Bugzilla – Bug 1093877
NFSD: client 192.168.6.102 testing state ID with incorrect client ID
Last modified: 2019-11-25 10:29:34 UTC
I am installing a number of identical systems. I installed one, then I cloned the filesystem for the others. They all have root on NFS. In the clones I amended /etc/fstab, /etc/udev/rules.d/70-persistent-net.rules and /var/lib/wicked/duid.xml, then I rebuilt the initrds. I had no problems booting system#1, but as soon as system#2 or #3 would come up, the nfs server started spewing out: kernel: [16754897.516786] NFSD: client 192.168.6.101 testing state ID with incorrect client ID kernel: [16754897.504556] nfsd4_validate_stateid: 365 callbacks suppressed kernel: [16754852.428142] receive_cb_reply: Got unrecognized reply: calldir 0x1 xpt_bc_xprt c86c0800 xid 5fa768c4 On the client I saw: NFS: nfs4_reclaim_open_state: Lock reclaim failed! Loads of them, on client and server both. It took quite a bit of debugging, but in the end the problem was that /etc/hostname was the same on all systems. When I made it unique per system, and rebuilt the initrd, no problems. I guess NFS somehow uses /etc/hostname, but shouldn't it be using /proc/sys/kernel/hostname instead? The systems are given hostnames over dhcp.
nfs does not use /etc/hostname, it uses the gethostname() system call. Providing dhcp sets the hostname before the root filesystem is mounted, there should be no problem. Obviously the root filesystem cannot be mounted before dhcp sets the IP address. It all seems rather odd. Maybe the mount attempt starts before the dhcp attempt completes? That seems unlikely but might explain the wrong host name being used. Are you able to capture a tcpdump network trace of the wrong clinet id being used? I just want to be absolutely sure I understand what is happening before digging into too much obscure code (dracut isn't bad, but it takes a bit of getting used to).
(In reply to Neil Brown from comment #1) > nfs does not use /etc/hostname, it uses the gethostname() system call. > Providing dhcp sets the hostname before the root filesystem is mounted, > there should be no problem. Obviously the root filesystem cannot be mounted > before dhcp sets the IP address. > It all seems rather odd. The systems are handed kernel+initrd over pxe, then they boot that. I presume the initrd sets up the network, mounts root, then does a pivot. Something like that. That process works fine, provided /etc/hostname is unique. > Are you able to capture a tcpdump network trace of the wrong clinet id being > used? That should be easy to do - the problem is easily reproduced.
Hi Neil I've put a capture here: https://files.jessen.ch/rainbow-45.pcap.xz There are two newly cloned machines, discompi4 and discompi5, with identical /etc/hostname (linux-m8z1).

::::::::::

GIVEN EXERCISE A — Return the lines of the listing exactly as they appear, from the line with "tag the metal pergola structure" to the line with "<point>150,191</point>", including both of those lines.

RECORDS SHOWN —
::::::::::

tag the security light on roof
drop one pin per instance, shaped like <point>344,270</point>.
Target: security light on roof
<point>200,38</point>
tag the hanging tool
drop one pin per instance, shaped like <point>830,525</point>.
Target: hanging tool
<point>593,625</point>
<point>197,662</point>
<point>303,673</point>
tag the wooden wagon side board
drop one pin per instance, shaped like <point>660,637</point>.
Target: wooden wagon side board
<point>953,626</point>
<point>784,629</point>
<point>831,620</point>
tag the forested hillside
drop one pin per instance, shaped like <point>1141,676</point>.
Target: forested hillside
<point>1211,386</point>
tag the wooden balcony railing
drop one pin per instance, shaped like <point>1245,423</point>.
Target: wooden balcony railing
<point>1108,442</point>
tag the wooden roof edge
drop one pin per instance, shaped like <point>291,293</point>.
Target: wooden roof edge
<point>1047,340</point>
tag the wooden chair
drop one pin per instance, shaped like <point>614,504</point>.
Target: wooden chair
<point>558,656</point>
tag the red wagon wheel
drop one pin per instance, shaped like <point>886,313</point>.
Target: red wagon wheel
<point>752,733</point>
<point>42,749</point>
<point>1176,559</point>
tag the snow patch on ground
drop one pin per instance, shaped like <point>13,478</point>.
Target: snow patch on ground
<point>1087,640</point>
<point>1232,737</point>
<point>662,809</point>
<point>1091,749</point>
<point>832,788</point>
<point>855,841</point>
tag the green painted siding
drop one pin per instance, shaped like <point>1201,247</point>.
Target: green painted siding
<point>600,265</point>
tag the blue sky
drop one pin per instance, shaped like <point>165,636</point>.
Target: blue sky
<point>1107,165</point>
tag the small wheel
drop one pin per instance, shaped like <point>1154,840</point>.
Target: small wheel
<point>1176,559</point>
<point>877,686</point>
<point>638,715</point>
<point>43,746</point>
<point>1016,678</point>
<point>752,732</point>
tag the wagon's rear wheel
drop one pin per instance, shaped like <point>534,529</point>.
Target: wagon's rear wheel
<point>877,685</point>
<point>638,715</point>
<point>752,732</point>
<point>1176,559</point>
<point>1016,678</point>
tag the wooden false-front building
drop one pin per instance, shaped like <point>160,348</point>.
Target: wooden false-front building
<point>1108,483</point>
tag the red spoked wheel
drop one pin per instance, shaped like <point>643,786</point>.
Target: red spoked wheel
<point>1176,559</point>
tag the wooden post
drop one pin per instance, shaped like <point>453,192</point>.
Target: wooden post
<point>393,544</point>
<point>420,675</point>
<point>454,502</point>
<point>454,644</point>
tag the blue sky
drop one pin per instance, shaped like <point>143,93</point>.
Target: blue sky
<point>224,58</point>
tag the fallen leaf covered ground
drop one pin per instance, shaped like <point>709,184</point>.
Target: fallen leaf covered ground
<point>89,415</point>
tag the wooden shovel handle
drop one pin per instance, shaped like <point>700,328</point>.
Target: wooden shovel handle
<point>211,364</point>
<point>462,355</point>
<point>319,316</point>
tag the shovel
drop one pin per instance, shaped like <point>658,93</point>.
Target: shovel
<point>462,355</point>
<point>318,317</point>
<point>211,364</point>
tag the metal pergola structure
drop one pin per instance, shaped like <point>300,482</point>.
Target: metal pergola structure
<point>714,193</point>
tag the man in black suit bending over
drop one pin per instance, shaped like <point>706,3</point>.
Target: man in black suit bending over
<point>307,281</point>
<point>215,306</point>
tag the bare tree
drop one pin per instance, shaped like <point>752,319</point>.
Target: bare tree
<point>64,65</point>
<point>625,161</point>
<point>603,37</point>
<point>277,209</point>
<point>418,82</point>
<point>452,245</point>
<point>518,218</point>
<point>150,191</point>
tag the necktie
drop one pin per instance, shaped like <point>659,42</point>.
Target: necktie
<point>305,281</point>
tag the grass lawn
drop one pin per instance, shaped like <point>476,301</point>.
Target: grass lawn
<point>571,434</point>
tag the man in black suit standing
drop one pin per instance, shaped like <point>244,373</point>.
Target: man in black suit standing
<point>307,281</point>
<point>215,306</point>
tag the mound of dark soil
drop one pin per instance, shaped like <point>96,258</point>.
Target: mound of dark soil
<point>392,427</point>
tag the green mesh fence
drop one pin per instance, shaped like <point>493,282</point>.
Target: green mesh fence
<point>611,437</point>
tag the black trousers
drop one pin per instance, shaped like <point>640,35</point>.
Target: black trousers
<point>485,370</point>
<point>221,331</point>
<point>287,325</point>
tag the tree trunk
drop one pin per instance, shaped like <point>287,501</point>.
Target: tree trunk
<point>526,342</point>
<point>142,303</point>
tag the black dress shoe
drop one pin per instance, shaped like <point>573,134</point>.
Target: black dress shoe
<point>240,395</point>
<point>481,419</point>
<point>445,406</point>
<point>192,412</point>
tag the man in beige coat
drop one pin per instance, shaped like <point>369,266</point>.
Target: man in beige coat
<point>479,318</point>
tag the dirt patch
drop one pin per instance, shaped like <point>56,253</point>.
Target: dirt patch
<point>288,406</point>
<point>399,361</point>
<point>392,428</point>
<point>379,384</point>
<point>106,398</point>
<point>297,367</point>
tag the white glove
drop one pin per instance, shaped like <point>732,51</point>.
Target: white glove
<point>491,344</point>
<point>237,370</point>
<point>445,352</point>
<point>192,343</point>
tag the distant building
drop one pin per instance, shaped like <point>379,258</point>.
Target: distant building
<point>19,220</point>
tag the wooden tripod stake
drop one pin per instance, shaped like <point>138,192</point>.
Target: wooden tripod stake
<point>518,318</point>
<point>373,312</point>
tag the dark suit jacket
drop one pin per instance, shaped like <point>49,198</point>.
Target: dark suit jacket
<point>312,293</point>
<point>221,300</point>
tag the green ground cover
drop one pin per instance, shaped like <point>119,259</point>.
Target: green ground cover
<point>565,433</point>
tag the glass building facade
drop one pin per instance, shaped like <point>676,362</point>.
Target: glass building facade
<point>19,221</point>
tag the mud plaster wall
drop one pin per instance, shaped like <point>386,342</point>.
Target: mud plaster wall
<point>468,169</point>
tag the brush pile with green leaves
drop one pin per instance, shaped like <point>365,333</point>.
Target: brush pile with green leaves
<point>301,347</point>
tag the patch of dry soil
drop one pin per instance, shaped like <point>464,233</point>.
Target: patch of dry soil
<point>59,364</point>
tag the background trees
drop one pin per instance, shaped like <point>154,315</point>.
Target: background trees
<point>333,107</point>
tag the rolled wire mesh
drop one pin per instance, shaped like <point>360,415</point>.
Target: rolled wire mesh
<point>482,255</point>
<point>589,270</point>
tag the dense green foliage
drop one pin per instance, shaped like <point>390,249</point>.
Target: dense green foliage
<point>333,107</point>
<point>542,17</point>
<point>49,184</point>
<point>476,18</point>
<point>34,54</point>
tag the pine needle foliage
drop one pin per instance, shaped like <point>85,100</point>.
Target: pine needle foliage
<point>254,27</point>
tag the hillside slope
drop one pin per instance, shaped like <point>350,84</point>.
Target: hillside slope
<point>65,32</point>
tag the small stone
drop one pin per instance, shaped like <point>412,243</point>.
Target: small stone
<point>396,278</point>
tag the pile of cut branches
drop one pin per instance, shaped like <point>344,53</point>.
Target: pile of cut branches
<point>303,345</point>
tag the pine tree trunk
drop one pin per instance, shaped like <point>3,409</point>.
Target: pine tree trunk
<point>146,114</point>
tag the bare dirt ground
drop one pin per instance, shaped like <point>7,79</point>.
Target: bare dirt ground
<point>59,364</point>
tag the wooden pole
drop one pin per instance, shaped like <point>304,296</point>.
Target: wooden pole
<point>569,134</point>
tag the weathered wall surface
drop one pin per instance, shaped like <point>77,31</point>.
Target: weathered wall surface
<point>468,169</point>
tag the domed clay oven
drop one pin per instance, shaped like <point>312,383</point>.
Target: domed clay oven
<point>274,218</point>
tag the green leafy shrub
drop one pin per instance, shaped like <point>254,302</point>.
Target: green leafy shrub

::::::::::

GIVEN EXERCISE B — According to the bug report, what /etc/hostname did the two newly cloned machines in the capture share?

EXERCISE RESULT A —
tag the metal pergola structure
drop one pin per instance, shaped like <point>300,482</point>.
Target: metal pergola structure
<point>714,193</point>
tag the man in black suit bending over
drop one pin per instance, shaped like <point>706,3</point>.
Target: man in black suit bending over
<point>307,281</point>
<point>215,306</point>
tag the bare tree
drop one pin per instance, shaped like <point>752,319</point>.
Target: bare tree
<point>64,65</point>
<point>625,161</point>
<point>603,37</point>
<point>277,209</point>
<point>418,82</point>
<point>452,245</point>
<point>518,218</point>
<point>150,191</point>

EXERCISE RESULT B — They shared the identical /etc/hostname linux-m8z1.